DATA RECORDS START
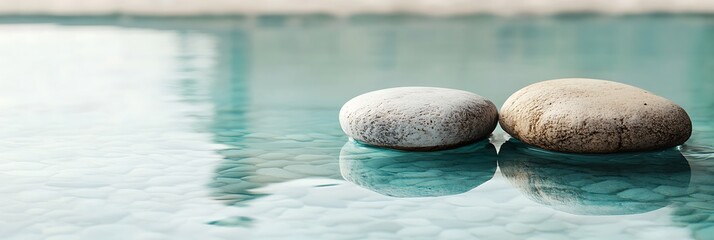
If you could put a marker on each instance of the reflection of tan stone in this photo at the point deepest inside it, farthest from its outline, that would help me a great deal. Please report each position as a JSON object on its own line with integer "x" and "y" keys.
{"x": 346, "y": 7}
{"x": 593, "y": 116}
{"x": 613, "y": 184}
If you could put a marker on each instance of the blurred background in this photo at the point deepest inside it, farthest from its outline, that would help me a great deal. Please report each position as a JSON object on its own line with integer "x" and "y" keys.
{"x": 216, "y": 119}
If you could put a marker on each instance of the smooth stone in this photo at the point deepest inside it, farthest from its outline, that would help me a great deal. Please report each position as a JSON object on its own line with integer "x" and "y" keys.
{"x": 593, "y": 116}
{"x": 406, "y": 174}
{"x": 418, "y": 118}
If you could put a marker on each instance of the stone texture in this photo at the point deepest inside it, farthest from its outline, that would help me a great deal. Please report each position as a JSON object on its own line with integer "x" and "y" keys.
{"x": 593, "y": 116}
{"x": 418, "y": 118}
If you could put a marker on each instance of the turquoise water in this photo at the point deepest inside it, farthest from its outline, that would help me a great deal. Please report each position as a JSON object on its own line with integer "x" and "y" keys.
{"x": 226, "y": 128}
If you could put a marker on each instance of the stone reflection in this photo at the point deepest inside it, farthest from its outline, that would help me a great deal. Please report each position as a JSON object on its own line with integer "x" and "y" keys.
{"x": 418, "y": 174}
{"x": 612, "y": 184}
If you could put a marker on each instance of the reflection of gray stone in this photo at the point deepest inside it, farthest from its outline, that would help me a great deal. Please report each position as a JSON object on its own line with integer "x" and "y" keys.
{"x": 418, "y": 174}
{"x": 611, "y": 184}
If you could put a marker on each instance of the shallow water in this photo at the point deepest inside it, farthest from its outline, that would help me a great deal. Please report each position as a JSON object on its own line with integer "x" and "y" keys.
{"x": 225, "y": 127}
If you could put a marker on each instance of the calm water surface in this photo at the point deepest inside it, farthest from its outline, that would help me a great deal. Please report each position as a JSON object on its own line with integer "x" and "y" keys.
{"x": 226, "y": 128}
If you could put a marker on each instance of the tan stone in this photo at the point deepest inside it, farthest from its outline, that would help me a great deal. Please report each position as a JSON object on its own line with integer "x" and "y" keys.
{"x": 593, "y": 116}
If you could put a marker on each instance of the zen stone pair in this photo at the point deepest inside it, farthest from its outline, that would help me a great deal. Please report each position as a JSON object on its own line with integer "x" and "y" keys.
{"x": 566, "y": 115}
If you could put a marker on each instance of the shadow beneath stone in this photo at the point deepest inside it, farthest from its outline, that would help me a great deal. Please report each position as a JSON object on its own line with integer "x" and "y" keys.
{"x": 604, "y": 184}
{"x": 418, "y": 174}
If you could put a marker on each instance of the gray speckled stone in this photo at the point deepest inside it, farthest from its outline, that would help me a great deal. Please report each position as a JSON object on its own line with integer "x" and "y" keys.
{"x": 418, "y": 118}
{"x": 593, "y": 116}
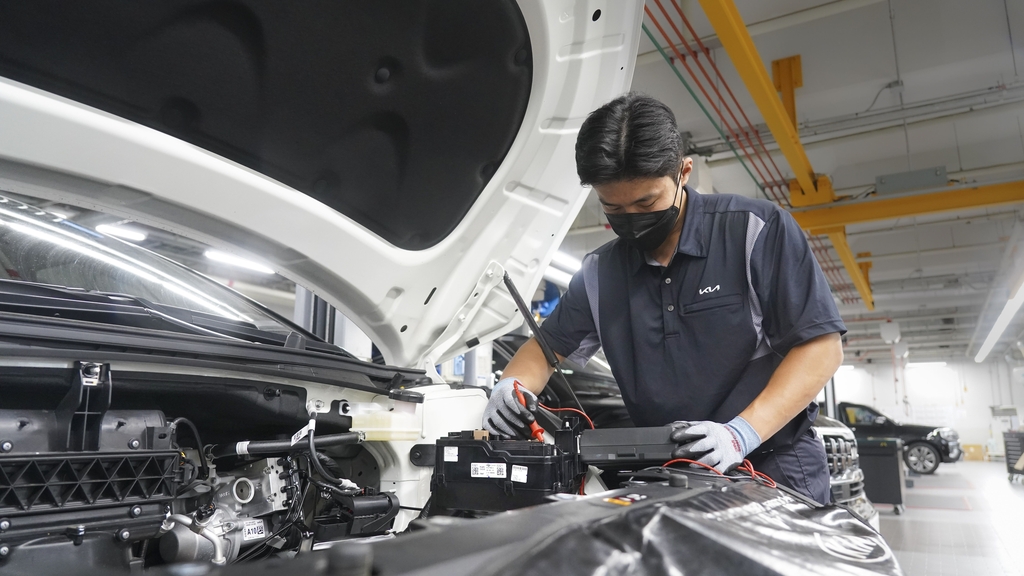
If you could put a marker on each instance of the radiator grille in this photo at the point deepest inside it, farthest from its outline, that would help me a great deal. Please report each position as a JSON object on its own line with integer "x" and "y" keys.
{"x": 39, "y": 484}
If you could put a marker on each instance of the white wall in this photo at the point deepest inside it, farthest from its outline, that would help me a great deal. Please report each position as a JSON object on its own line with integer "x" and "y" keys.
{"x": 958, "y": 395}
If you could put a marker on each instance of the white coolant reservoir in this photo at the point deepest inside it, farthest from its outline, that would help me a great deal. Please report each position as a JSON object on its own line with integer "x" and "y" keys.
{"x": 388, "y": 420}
DATA RECORDS END
Only one span of lines is wanted: the line with "the white wall" and every line after it to the end of the entries, output exactly.

## SOLUTION TO THE EXERCISE
If you could put a marker on each instance of the white wall in this photo at the point deepest inside it, farthest from its outline, that would help me a great deal. Please report each position as a JSON object on its own line with integer "x" and "y" keys.
{"x": 958, "y": 395}
If you could put a marker on each instance of the white coolant reservoir in this photo at the point deepest inside it, farthest from its outline, that would help me a great deal. Please report each position as a JSON object on its own line with integer "x" and "y" keys.
{"x": 388, "y": 420}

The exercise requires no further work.